═════ SUPPLIED TEXT ═════
I say that because it means that the organization’s long standing ‘we won’t rush anyone, they all need to spend plenty of time at each level’ development plan is not a hard and fast rule.   Sure, you can rush a guy and really hurt him (see Gordon, Alex or even Franceour, Jeff), but you can also push a guy and get great results (see Saberhagen, Bret and Gubicza, Mark or even Greinke, Zack – at least in terms of onfield performance).   I like the idea that not every player is the same and I also like the idea that in adhering to ‘The Process’, Dayton Moore also realizes that good teams are made up of players of different levels of experience.

Having Danny Duffy and Aaron Crow a year or even half a year ahead of Mike Montgomery and John Lamb makes perfect sense.    Just as having Mike Moustakas up four months before Eric Hosmer, who will likely be up four or five months before Wil Myers, does.   It helps from an experience factor and when it comes to future contract considerations.    

Having Moustakas and Duffy arbitration and free agent eligible even just a year apart from Hosmer and Montgomery can make a world of difference in how many of those guys the Royals can keep around.   If The Process is in it for the long term and not just one or two years of glory (i.e. the Marlins’ model), then spacing these prospects out both via experience and financially is smart.

So, in a roundabout way, who would you like to see as the Royals fifth starter in April of 2011? 

  • Everett Teaford – an under the radar guy who might not ever be great, but who has been solid at every level.
  • Danny Duffy – talented, but who quit the game just a year ago.    A guy who has simply dominated at every level, but is shy on overall innings.
  • Aaron Crow – simply had a horrific minor league campaign statistically as he worked on some things, but who may (as doublestix speculated) be ready to take a big leap forward.
  • Player X – probably a veteran innings eater who is on the backside of an average career.   If you can’t name at least five of these guys signed by the Royals over the last six years you’re not trying.

All of those above options are assuming that Zack Greinke gets traded.  If Greinke is the Royals’ Opening Day guy, then I think your rotation, for better or worse, is Greinke, Hochevar, Mazarro, Davies and O’Sullivan.  

Don’t worry, 2012 is just a season away.

Just ahead of the Winter Meetings, I wrote that I believed Zack Greinke was on his way out of town by December 16.  The logic behind that date was it was a full week following the meetings and once Cliff Lee signed his deal (at those meetings I thought) it would take Dayton Moore less than one week to size up the potential trade partners and pull the trigger.

So, I was wrong on the date, but only by a handful of days.  However, I’m now a little uncertain that Greinke is going to be dealt this month.

The reason for that is the Philadelphia Phillies.
═════ RAW DATA ═════
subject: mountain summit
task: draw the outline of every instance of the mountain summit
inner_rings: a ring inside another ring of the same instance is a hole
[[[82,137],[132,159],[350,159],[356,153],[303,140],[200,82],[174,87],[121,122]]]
═════
**REQUIRED TASK**
Please answer from the Royals text: by what date did the writer expect Zack Greinke to be out of town? The material plays no part here.

**FULL RESPONSE**
December 16.